§ Отрывок:
Эрцгерцог Фридрих заслуживает высочайшей похвалы за то, что сохранил дружественные отношения между Веной и Берлином. Улаживать деликатные вопросы, касающиеся ведения войны, без того, чтобы кого-то задеть, было не всегда легко. Честный и прямой характер эрцгерцога и его неизменно дружелюбное и скромное поведение спасли не одну трудную ситуацию.

После нашего краха и крушения, когда имперскую семью можно было оскорблять безнаказанно, некоторые газеты с наслаждением засыпали эрцгерцога Фридриха бранью. Это оставляло его совершенно равнодушным. Принц обладает выдающимся характером, безупречной честностью и всегда готов пресечь злоупотребления. Он предотвратил множество бедствий, и не его вина, если это удавалось ему не каждый раз.

§ Что предстоит сделать:
1. Как, согласно отрывку, эрцгерцог Фридрих отнесся к брани, которой его засыпали некоторые газеты после краха?
2. Перепишите из отрывка всё, что идет от слов «Эрцгерцог Фридрих заслуживает» и до слов «не каждый раз.» включительно.

§ Набор данных:
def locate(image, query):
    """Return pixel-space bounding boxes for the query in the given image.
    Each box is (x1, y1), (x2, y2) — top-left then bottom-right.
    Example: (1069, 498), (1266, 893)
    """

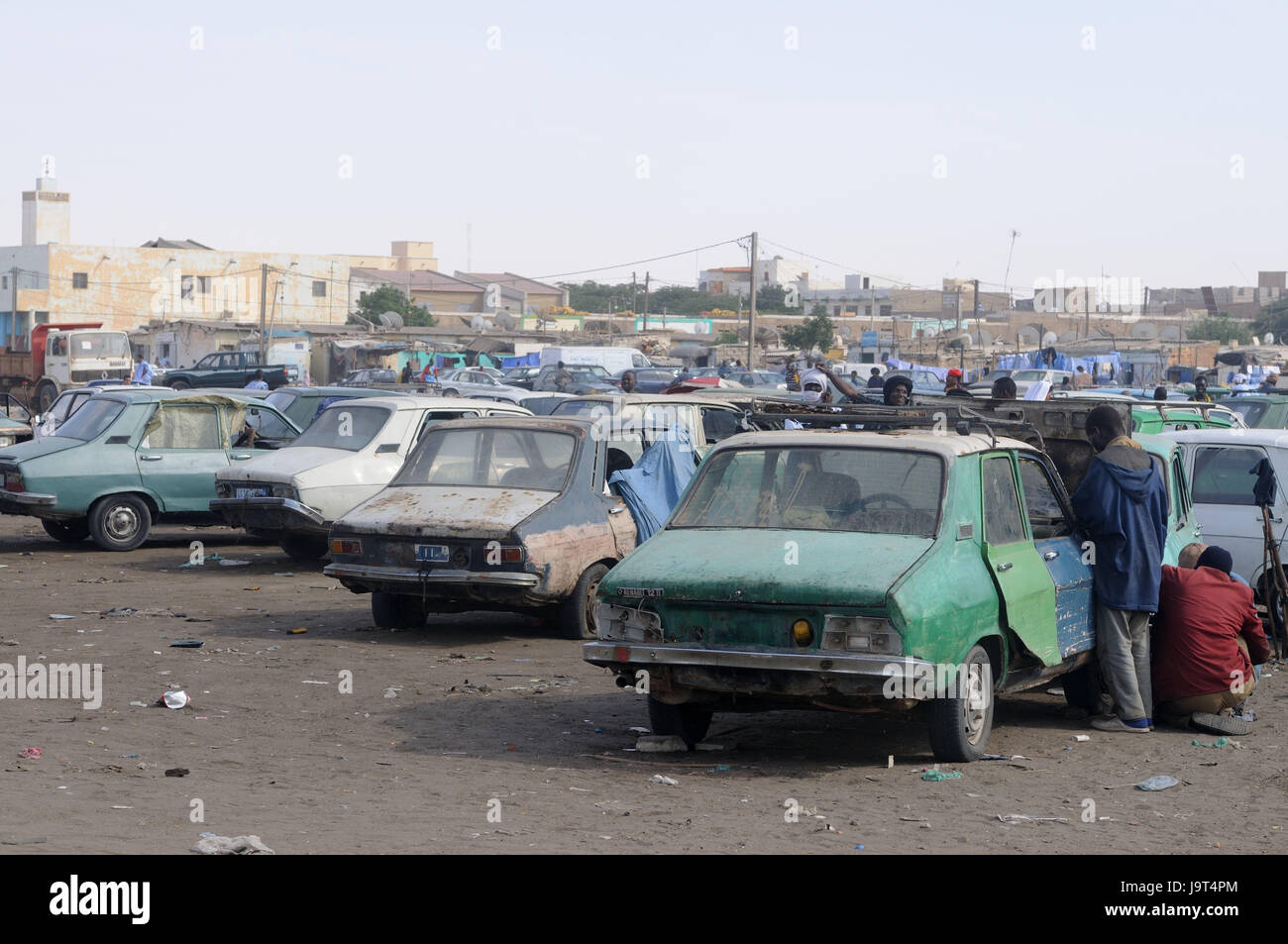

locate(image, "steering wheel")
(859, 492), (912, 511)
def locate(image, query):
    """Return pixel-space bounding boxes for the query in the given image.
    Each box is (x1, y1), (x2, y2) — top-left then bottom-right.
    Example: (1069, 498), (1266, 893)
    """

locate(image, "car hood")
(335, 485), (559, 538)
(215, 446), (361, 483)
(0, 435), (85, 463)
(599, 528), (935, 608)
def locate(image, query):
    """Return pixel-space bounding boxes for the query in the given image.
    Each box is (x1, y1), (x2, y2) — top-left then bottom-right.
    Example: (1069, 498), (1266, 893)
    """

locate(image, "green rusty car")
(584, 404), (1198, 761)
(0, 387), (300, 551)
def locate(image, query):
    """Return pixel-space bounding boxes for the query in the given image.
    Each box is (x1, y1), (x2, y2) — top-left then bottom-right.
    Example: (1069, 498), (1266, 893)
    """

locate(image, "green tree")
(780, 313), (836, 352)
(1185, 312), (1251, 344)
(351, 284), (434, 327)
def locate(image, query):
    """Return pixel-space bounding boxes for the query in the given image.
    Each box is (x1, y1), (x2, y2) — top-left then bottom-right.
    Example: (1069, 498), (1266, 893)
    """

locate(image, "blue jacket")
(1073, 445), (1167, 613)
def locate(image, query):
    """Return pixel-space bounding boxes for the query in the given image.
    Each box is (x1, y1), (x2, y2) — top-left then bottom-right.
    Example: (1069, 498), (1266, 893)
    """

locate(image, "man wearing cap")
(944, 367), (971, 396)
(1073, 404), (1167, 734)
(1151, 546), (1270, 734)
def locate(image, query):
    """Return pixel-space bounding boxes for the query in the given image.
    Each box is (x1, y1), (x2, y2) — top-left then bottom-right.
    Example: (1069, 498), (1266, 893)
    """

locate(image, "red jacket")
(1149, 566), (1270, 703)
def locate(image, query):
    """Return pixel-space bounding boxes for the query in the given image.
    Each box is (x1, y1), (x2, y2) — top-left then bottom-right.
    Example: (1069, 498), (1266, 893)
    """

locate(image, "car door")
(136, 403), (228, 512)
(1185, 443), (1288, 583)
(980, 452), (1060, 666)
(1018, 455), (1096, 654)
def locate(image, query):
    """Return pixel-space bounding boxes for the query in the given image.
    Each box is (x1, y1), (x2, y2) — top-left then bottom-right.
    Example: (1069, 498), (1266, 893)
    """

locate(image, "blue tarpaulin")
(608, 426), (695, 544)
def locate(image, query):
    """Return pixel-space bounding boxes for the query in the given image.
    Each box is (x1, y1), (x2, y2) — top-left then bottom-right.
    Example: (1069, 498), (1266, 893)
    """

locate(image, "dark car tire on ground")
(89, 494), (152, 551)
(42, 518), (89, 544)
(278, 535), (331, 561)
(559, 564), (608, 639)
(648, 695), (713, 751)
(930, 645), (997, 763)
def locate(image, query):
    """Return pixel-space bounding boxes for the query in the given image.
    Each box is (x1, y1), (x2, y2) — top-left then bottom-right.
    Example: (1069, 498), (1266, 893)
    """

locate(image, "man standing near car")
(1073, 404), (1167, 734)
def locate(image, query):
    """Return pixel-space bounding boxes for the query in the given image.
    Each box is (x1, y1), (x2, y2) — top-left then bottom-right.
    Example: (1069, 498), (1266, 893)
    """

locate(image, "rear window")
(670, 446), (944, 535)
(54, 396), (125, 443)
(293, 400), (393, 452)
(390, 428), (577, 492)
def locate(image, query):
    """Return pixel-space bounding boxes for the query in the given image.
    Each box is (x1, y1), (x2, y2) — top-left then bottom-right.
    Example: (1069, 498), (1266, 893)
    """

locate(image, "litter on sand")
(921, 770), (962, 783)
(1136, 774), (1180, 790)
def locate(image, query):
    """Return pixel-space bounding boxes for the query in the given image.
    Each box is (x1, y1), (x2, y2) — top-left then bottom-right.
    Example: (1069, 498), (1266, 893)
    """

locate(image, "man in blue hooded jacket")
(1073, 404), (1167, 733)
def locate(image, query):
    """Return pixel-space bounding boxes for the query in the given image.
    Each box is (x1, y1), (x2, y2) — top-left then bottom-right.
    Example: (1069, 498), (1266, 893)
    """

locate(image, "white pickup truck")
(210, 396), (532, 561)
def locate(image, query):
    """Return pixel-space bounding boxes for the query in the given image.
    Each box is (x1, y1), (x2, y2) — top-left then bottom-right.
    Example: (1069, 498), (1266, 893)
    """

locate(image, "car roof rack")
(744, 398), (1046, 452)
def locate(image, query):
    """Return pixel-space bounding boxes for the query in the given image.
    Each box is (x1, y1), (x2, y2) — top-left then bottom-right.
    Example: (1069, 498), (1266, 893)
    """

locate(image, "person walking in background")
(1073, 404), (1167, 734)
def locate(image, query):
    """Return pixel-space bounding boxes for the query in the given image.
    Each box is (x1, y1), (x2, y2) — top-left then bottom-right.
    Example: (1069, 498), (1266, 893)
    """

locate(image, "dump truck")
(0, 322), (130, 413)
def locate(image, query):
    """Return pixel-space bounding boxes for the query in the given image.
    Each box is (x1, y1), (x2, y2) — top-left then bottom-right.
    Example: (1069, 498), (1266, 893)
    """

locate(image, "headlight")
(597, 602), (662, 643)
(821, 615), (903, 656)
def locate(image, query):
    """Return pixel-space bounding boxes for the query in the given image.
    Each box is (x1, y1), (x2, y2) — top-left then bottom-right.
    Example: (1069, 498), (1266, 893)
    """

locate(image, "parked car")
(584, 404), (1192, 761)
(551, 390), (748, 461)
(1219, 393), (1288, 429)
(438, 367), (531, 400)
(0, 387), (299, 551)
(338, 367), (398, 386)
(158, 351), (295, 390)
(261, 386), (402, 429)
(613, 367), (679, 393)
(325, 417), (635, 639)
(210, 395), (531, 561)
(532, 365), (621, 394)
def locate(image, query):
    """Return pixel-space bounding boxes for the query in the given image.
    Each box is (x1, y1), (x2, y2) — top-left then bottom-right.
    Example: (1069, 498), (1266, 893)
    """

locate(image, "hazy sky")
(0, 1), (1288, 293)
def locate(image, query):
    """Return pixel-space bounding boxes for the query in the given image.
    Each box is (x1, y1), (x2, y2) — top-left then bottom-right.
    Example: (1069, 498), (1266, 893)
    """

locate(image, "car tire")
(559, 564), (608, 639)
(40, 518), (89, 544)
(648, 695), (713, 751)
(278, 535), (331, 561)
(930, 645), (997, 763)
(89, 494), (152, 551)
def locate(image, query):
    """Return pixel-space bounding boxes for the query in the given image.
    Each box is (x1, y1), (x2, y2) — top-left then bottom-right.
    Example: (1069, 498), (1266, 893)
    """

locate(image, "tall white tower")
(22, 155), (72, 246)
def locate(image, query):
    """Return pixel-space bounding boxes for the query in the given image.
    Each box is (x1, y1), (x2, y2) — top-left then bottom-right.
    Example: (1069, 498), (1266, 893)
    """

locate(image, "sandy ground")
(0, 518), (1288, 854)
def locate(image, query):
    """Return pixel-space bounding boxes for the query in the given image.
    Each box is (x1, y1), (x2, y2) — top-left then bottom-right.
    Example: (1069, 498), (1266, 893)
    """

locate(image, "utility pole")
(747, 233), (759, 370)
(259, 262), (268, 364)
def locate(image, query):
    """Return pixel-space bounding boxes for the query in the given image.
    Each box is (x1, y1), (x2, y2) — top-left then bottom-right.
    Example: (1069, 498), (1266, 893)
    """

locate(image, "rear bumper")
(583, 640), (936, 703)
(0, 492), (58, 515)
(210, 497), (330, 537)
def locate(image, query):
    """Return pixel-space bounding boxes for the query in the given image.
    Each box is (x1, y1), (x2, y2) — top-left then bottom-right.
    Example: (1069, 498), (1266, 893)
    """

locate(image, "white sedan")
(210, 391), (532, 561)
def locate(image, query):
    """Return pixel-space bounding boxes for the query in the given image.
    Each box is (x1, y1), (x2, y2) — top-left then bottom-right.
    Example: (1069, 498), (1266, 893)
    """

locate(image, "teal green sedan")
(0, 387), (300, 551)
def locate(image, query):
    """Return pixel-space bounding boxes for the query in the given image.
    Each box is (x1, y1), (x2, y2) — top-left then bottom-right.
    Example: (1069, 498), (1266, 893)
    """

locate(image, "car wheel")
(648, 695), (713, 751)
(89, 494), (152, 551)
(930, 645), (995, 761)
(278, 535), (331, 561)
(42, 518), (89, 544)
(559, 564), (608, 639)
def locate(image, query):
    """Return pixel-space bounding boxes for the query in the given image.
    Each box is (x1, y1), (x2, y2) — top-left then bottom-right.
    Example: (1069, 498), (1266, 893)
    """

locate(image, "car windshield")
(71, 331), (130, 358)
(1225, 398), (1270, 426)
(292, 400), (393, 452)
(669, 446), (944, 535)
(390, 428), (577, 492)
(54, 396), (125, 443)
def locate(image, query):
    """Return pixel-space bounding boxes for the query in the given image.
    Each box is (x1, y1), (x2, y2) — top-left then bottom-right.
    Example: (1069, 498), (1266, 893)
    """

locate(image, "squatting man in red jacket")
(1150, 545), (1270, 734)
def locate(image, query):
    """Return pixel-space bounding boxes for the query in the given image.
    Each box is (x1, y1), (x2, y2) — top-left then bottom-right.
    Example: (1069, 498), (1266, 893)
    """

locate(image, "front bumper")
(0, 492), (58, 515)
(583, 640), (936, 703)
(210, 497), (329, 537)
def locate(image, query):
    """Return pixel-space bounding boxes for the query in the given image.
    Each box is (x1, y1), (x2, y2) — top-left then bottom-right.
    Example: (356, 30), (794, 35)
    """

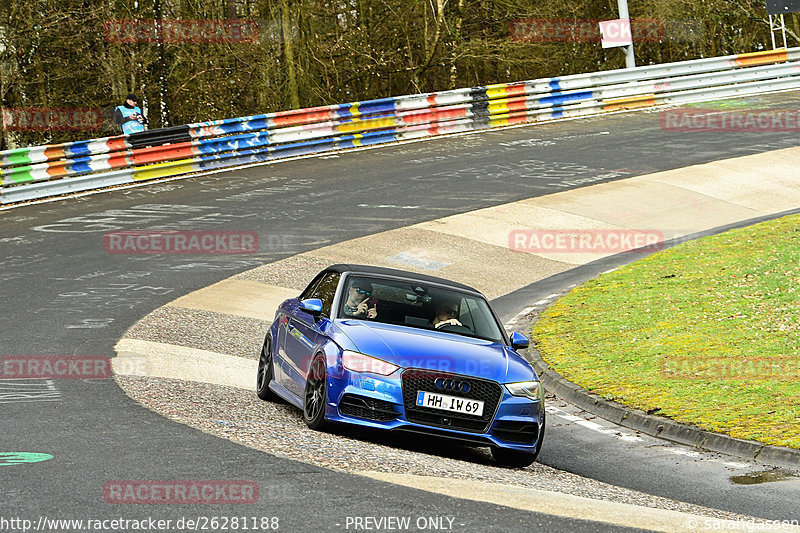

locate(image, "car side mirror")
(511, 331), (531, 350)
(300, 298), (322, 318)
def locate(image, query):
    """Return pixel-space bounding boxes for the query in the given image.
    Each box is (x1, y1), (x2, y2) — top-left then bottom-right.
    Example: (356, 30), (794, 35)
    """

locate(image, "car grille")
(402, 368), (503, 433)
(339, 394), (400, 422)
(492, 420), (539, 444)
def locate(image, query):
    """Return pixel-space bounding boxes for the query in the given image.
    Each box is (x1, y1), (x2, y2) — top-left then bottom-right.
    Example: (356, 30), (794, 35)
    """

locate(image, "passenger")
(344, 280), (378, 320)
(433, 302), (463, 329)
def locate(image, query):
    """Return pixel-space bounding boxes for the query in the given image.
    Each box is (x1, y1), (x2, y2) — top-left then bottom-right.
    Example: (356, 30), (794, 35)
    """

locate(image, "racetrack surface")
(0, 94), (800, 531)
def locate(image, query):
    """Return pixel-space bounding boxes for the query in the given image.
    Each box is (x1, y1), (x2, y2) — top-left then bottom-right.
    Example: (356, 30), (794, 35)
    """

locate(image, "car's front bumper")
(325, 370), (545, 452)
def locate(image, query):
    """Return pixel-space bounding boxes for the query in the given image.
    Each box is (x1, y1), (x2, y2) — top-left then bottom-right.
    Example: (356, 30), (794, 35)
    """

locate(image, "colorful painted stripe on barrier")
(0, 48), (800, 203)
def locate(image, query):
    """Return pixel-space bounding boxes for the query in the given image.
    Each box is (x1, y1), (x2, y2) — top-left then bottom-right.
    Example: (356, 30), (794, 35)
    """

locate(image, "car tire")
(256, 337), (281, 402)
(303, 354), (328, 431)
(492, 415), (546, 468)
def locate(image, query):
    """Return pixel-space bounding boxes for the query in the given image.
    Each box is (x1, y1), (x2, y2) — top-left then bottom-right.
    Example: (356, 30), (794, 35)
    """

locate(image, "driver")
(344, 279), (378, 320)
(433, 301), (462, 329)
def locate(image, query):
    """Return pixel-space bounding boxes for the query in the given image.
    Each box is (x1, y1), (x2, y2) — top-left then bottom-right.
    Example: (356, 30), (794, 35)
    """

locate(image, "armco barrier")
(0, 48), (800, 204)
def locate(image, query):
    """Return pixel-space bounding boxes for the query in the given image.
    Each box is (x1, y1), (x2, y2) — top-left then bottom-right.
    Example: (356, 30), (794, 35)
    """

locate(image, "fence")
(0, 48), (800, 204)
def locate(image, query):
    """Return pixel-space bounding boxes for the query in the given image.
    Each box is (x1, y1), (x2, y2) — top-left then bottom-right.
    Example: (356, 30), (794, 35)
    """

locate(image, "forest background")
(0, 0), (800, 149)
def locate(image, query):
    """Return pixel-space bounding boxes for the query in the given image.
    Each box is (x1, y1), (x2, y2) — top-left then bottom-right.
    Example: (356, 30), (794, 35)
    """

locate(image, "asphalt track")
(0, 93), (800, 531)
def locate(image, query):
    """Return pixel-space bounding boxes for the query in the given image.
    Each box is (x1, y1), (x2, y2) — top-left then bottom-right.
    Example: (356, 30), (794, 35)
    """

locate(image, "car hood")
(337, 320), (537, 383)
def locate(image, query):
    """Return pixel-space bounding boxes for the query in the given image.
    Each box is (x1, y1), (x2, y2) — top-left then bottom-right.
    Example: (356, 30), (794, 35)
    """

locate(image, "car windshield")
(338, 276), (503, 342)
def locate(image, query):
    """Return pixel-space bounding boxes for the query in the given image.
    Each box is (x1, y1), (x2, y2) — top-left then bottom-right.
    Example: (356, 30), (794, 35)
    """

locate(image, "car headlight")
(506, 381), (544, 401)
(342, 350), (400, 376)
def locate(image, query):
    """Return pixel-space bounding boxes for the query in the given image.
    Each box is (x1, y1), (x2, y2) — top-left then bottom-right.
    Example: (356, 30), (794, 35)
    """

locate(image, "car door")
(284, 272), (341, 398)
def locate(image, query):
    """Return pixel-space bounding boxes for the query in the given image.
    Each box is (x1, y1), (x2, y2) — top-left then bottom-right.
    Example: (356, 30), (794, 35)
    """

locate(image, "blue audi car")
(256, 265), (545, 467)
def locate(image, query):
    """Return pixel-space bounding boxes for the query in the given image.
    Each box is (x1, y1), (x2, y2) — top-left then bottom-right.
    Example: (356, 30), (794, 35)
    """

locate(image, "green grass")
(533, 216), (800, 448)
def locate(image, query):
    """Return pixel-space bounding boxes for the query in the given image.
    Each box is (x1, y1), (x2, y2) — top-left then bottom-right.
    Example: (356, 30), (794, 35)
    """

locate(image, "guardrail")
(0, 48), (800, 204)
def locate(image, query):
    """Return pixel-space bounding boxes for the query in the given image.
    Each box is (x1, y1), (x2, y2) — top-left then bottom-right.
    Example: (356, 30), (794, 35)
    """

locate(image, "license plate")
(417, 391), (483, 416)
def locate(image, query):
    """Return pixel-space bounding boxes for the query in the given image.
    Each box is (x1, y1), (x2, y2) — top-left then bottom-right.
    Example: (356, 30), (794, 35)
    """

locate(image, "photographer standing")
(114, 94), (147, 135)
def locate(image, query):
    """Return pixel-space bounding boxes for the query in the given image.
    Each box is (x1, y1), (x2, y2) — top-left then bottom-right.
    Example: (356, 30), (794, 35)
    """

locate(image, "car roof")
(324, 263), (481, 294)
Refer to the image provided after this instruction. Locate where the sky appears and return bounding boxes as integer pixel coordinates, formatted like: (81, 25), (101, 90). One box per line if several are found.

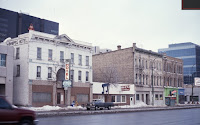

§ Ответы по заданиям:
1. Это оставляло его совершенно равнодушным.

2.
Эрцгерцог Фридрих заслуживает высочайшей похвалы за то, что сохранил дружественные отношения между Веной и Берлином. Улаживать деликатные вопросы, касающиеся ведения войны, без того, чтобы кого-то задеть, было не всегда легко. Честный и прямой характер эрцгерцога и его неизменно дружелюбное и скромное поведение спасли не одну трудную ситуацию.

После нашего краха и крушения, когда имперскую семью можно было оскорблять безнаказанно, некоторые газеты с наслаждением засыпали эрцгерцога Фридриха бранью. Это оставляло его совершенно равнодушным. Принц обладает выдающимся характером, безупречной честностью и всегда готов пресечь злоупотребления. Он предотвратил множество бедствий, и не его вина, если это удавалось ему не каждый раз.